● Supplied passage

Death toll during Venezuela's anti-government protests rises to 29
Latest victim: Juan Pablo Pernalete, 20, hit in the head with tear gas canister
CARACAS – Venezuelan authorities claim at least 29 have died during the nationwide marches to protest President Nicolas Maduro's repressive administration. The protests erupted amid a shortage of food and medicines and a stratospheric inflation rate.
The latest victims were Juan Pablo Pernalete, 20, who died on Wednesday in Caracas, Christian Ochoa, 22, who was shot in Valencia, and Orlando Medina, 23, who was shot in Tocuyo. Eleven were electrocuted during a looting.
There were at least 437 wounded. Police Chief Robinson Antonio Navarro Acosta was shot in the leg, while patrolling Caracas' Guarataro neighborhood, authorities reported.
Protesters on Wednesday were trying for the seventh time this month to march peacefully to the office of the ombudsman in downtown Caracas. But national and local law enforcement agents and officers were once again blocking the roads.
Authorities have been firing tear gas canisters, rubber bullets and water cannons since April 1, a day after the Supreme Court took powers from the opposition-controlled National Assembly.

Point localization data:
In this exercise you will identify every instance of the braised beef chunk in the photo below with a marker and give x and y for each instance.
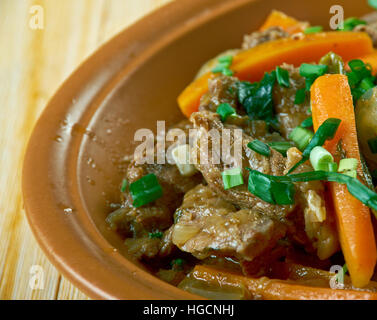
(208, 225)
(139, 223)
(205, 121)
(258, 37)
(289, 114)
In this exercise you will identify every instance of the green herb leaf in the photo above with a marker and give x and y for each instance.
(281, 146)
(260, 147)
(259, 103)
(307, 123)
(261, 186)
(145, 190)
(300, 96)
(373, 3)
(124, 186)
(282, 76)
(232, 178)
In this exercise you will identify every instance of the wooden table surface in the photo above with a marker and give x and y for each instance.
(41, 43)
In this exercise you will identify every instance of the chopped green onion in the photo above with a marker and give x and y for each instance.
(373, 3)
(227, 72)
(340, 275)
(354, 186)
(367, 83)
(228, 59)
(314, 29)
(223, 66)
(326, 131)
(373, 145)
(313, 71)
(282, 76)
(274, 192)
(320, 158)
(124, 186)
(332, 167)
(145, 190)
(350, 24)
(307, 123)
(259, 147)
(348, 164)
(300, 96)
(156, 235)
(232, 178)
(281, 146)
(301, 137)
(225, 110)
(351, 173)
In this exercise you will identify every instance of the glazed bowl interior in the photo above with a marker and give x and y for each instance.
(129, 84)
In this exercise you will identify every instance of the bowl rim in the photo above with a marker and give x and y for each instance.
(41, 161)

● About this task
Reproduce the article on the Venezuelan protest death toll word for word, from its headline to its final sentence. None of the rows have any bearing on this.

● Solution for this exercise
Death toll during Venezuela's anti-government protests rises to 29
Latest victim: Juan Pablo Pernalete, 20, hit in the head with tear gas canister
CARACAS – Venezuelan authorities claim at least 29 have died during the nationwide marches to protest President Nicolas Maduro's repressive administration. The protests erupted amid a shortage of food and medicines and a stratospheric inflation rate.
The latest victims were Juan Pablo Pernalete, 20, who died on Wednesday in Caracas, Christian Ochoa, 22, who was shot in Valencia, and Orlando Medina, 23, who was shot in Tocuyo. Eleven were electrocuted during a looting.
There were at least 437 wounded. Police Chief Robinson Antonio Navarro Acosta was shot in the leg, while patrolling Caracas' Guarataro neighborhood, authorities reported.
Protesters on Wednesday were trying for the seventh time this month to march peacefully to the office of the ombudsman in downtown Caracas. But national and local law enforcement agents and officers were once again blocking the roads.
Authorities have been firing tear gas canisters, rubber bullets and water cannons since April 1, a day after the Supreme Court took powers from the opposition-controlled National Assembly.